* **GOAL OF THE EXERCISE**: Extract the full listing below without altering a single character.

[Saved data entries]
----------------------------------------
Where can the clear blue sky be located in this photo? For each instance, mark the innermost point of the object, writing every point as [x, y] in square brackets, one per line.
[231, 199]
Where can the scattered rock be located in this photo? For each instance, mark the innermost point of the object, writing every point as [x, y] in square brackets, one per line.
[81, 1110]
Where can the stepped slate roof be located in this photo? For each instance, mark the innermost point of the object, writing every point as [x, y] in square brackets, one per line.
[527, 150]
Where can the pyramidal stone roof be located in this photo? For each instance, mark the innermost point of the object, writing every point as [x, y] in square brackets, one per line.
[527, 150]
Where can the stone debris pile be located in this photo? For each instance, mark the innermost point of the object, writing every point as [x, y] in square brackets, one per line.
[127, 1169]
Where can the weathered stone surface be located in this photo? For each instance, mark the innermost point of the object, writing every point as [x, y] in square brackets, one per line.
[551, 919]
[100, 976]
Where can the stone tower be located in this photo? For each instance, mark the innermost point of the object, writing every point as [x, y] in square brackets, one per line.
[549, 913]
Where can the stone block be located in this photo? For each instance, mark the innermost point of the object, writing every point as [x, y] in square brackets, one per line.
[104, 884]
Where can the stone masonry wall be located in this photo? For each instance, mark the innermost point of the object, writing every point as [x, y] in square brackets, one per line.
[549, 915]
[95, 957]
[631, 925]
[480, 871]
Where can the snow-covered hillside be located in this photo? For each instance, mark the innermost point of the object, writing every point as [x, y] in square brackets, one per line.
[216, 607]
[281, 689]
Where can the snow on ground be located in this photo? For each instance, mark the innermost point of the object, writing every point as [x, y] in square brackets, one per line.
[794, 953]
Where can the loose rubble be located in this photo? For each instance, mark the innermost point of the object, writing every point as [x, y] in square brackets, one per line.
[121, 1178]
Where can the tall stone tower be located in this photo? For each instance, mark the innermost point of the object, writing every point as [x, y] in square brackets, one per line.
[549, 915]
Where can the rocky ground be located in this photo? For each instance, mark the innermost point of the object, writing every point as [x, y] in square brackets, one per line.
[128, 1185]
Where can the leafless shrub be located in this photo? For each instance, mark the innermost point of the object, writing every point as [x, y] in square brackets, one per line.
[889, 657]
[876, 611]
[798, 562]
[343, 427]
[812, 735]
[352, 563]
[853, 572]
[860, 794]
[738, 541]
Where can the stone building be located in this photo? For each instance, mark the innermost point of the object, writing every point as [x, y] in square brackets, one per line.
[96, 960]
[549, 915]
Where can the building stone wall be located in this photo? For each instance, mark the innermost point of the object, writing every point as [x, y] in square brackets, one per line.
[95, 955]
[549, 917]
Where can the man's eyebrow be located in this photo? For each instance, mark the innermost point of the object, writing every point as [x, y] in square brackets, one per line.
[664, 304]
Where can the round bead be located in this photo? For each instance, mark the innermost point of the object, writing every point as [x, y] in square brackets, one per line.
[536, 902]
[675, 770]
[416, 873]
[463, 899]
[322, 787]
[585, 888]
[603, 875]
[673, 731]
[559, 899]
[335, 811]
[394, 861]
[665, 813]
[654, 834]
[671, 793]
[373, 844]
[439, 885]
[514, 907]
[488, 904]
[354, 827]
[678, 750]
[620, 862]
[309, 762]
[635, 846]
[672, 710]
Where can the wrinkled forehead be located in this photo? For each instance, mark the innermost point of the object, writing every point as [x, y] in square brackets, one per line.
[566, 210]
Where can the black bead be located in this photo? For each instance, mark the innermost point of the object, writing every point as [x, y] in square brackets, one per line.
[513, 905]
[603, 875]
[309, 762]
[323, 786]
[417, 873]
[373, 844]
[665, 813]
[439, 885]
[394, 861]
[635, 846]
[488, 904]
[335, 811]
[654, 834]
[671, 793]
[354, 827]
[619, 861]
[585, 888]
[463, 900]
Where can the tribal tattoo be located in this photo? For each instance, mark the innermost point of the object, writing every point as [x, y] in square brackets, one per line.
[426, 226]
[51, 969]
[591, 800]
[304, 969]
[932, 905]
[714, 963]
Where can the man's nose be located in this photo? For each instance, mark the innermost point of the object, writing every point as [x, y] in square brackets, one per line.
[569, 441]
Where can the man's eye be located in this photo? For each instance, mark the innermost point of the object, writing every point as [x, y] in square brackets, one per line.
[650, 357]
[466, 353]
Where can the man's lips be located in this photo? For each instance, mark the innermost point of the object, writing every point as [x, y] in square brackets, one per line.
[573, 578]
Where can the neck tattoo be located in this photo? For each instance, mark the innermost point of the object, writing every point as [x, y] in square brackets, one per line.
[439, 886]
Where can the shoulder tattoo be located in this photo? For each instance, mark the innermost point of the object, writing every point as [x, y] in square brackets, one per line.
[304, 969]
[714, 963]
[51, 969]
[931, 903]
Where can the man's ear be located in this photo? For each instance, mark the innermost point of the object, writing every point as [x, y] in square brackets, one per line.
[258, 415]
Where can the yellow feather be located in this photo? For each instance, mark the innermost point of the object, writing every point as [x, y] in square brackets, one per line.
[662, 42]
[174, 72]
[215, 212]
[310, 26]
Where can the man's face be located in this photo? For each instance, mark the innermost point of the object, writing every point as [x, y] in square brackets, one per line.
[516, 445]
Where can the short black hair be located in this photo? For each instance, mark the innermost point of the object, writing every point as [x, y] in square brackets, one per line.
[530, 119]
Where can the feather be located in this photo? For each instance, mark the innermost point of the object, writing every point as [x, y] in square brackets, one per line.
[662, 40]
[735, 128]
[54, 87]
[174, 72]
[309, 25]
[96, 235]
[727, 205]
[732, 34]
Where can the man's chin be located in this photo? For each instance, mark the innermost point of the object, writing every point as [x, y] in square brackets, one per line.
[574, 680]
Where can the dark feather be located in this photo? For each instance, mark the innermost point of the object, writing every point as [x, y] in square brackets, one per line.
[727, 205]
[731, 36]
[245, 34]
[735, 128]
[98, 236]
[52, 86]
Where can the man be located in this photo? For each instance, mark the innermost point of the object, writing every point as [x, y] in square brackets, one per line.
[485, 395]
----------------------------------------
* **PROBLEM SOLUTION**:
Where can the clear blue sky be located in this photo? For each instance, mark the innermost point of the object, writing every point as [x, y] in square brackets, one per line.
[231, 199]
Where can the scattered rock be located in this photo? For each instance, mark the innermost point of the object, writing every point as [x, y] in square brackets, one per line.
[81, 1110]
Where can the stepped slate roof be located in this photo? For each instance, mark the innermost point of the object, writing every point as [x, y] in square brackets, one per line.
[527, 150]
Where can the pyramidal stone roof be located in this photo? For each instance, mark the innermost point of the object, writing every point as [x, y] in square brackets, one per line.
[527, 150]
Where can the stone debris pile be located in this photo? For each instance, mark the innermost point of the object, writing every point as [x, y] in square brackets, one per line.
[127, 1169]
Where can the weathered stone surface be located in this photo? For each instance, mark the innermost point of the object, writing every point as [x, y] in square brackets, one per line.
[551, 919]
[100, 976]
Where can the stone tower be located in this photo? For each instance, mark the innermost point of the object, writing every point as [x, y] in square brackets, one per line.
[549, 913]
Where can the stone block be located in this photo? For each instance, mark the innermost point of the object, writing every point as [x, y] in square brackets, one per line.
[104, 884]
Where can the stone masonry wall be located in this photo? For each instance, mark the innermost point of the object, writing every point as [x, y] in square brackets, one per line.
[549, 915]
[95, 957]
[631, 925]
[480, 871]
Where can the snow-covered hillside be located in this photo? For each instance, mark the innermost point of the object, writing every point as [x, y] in square brackets, one per line.
[216, 607]
[281, 689]
Where can the snow on ground be located in this photo? For each instance, mark the innermost point of the object, writing every point as [x, y] in square brackets, one per line.
[794, 953]
Where can the loose rubble be located in this photo? For each instance, mark the innermost point of the object, writing every point as [x, y] in square brackets, one per line.
[121, 1178]
Where can the tall stone tower be located in this photo? For each instance, mark the innermost point of the object, writing every point as [x, y] in square brackets, one per line.
[549, 915]
Where can the rocky ground be located in this photo? For each instance, mark the innermost point of the object, writing every point as [x, y] in square brackets, one per line.
[128, 1185]
Where can the leafless shrub be located in this photo? For each instance, mark the innermost point of the object, writing every point as [x, y] in square brackets, one per line.
[889, 657]
[876, 611]
[798, 562]
[343, 427]
[812, 735]
[352, 563]
[853, 572]
[860, 794]
[738, 541]
Where can the stone building be located in this photo? For each instance, mark the innermost point of the object, writing every point as [x, y] in square brackets, one per line.
[96, 960]
[549, 915]
Where can the building stone wall be located in this photo? For each instance, mark the innermost point of the object, writing every point as [x, y] in square brackets, one per line.
[95, 955]
[549, 917]
Where can the man's eyebrow be located in this photo? For each instance, mark the innermost point of the object, writing every point as [x, y] in square brackets, one per line.
[664, 304]
Where can the round bead be located in this photo? For each instance, mark the innermost point of the object, writing every point as [x, y] in square brackets, one per line.
[536, 902]
[675, 770]
[416, 873]
[463, 899]
[322, 787]
[585, 888]
[603, 875]
[673, 731]
[559, 899]
[335, 811]
[394, 861]
[665, 813]
[654, 834]
[671, 793]
[373, 844]
[439, 885]
[514, 907]
[488, 904]
[354, 827]
[678, 750]
[620, 862]
[309, 762]
[635, 846]
[672, 710]
Where can the wrinkled forehead be located in this photo? For each instance, mark the innermost point of the object, writing every point as [x, y] in square brackets, one per line.
[566, 210]
Where can the black bead be located in this photo? For each instance, mark the innermost point of the object, writing every point as [x, y] in square brackets, one per line.
[513, 905]
[603, 875]
[309, 762]
[323, 786]
[417, 873]
[373, 844]
[665, 813]
[439, 885]
[394, 861]
[635, 846]
[488, 904]
[335, 811]
[654, 834]
[671, 793]
[354, 827]
[619, 861]
[585, 888]
[463, 900]
Where can the tribal tattoo be located in this photo? For each instance, mark the innermost point of the object, writing every point as [x, y] in square brackets, one per line.
[426, 226]
[51, 969]
[591, 800]
[304, 969]
[932, 905]
[714, 963]
Where can the man's nose be located in this photo? For each instance, mark the innermost point of the object, writing every point as [x, y] in square brackets, one per line.
[569, 441]
Where can the man's eye be located in this photo? For each instance, mark the innermost point of the object, writing every point as [x, y] in square brackets, one per line.
[650, 357]
[466, 353]
Where can the man's lips be located in this photo? For each instance, mark the innermost point of the object, writing every point as [x, y] in square brackets, one per line.
[573, 578]
Where can the neck tattoo be located in this photo? For each instance, mark the innermost point of the object, writing every point as [x, y] in square brackets, one per line.
[439, 886]
Where can the shoulder tattoo be located in this photo? For each instance, mark the innermost point of the object, writing every point as [x, y] in square brackets, one per line.
[304, 969]
[714, 963]
[51, 969]
[931, 903]
Where can the man's ear be located in this photo? For each instance, mark the innermost point of the object, writing every point as [x, y] in square brackets, one per line.
[258, 415]
Where can the yellow feather be located in this photo? For each instance, mark the innermost point of the object, writing every point as [x, y] in square brackets, one per line.
[662, 42]
[174, 72]
[215, 212]
[310, 26]
Where can the man's face be located in this photo? For each instance, mark the innermost point of the object, writing every point as [x, y] in square brackets, one per line.
[516, 445]
Where can the short black hair be located in this photo? For each instance, mark the innermost point of the object, writing every point as [x, y] in square brackets, one per line.
[530, 119]
Where can the feather be located in this photo? For each instance, mark the innermost point of the object, writing every point as [x, y] in square brackets, one per line.
[662, 40]
[735, 128]
[54, 87]
[174, 72]
[309, 25]
[96, 235]
[727, 205]
[732, 34]
Where can the man's chin be located in this photo? For each instance, mark the innermost point of the object, writing every point as [x, y] in square brackets, one per line.
[574, 680]
Where can the dark feather be located in this photo? For each instance, mark the innermost point of the object, writing every point as [x, y] in square brackets, one per line.
[727, 205]
[731, 36]
[245, 34]
[735, 128]
[98, 236]
[52, 86]
Where can the man be located in this photo? For each instance, mark the innermost point of the object, writing every point as [x, y] in square brackets, one per line.
[485, 395]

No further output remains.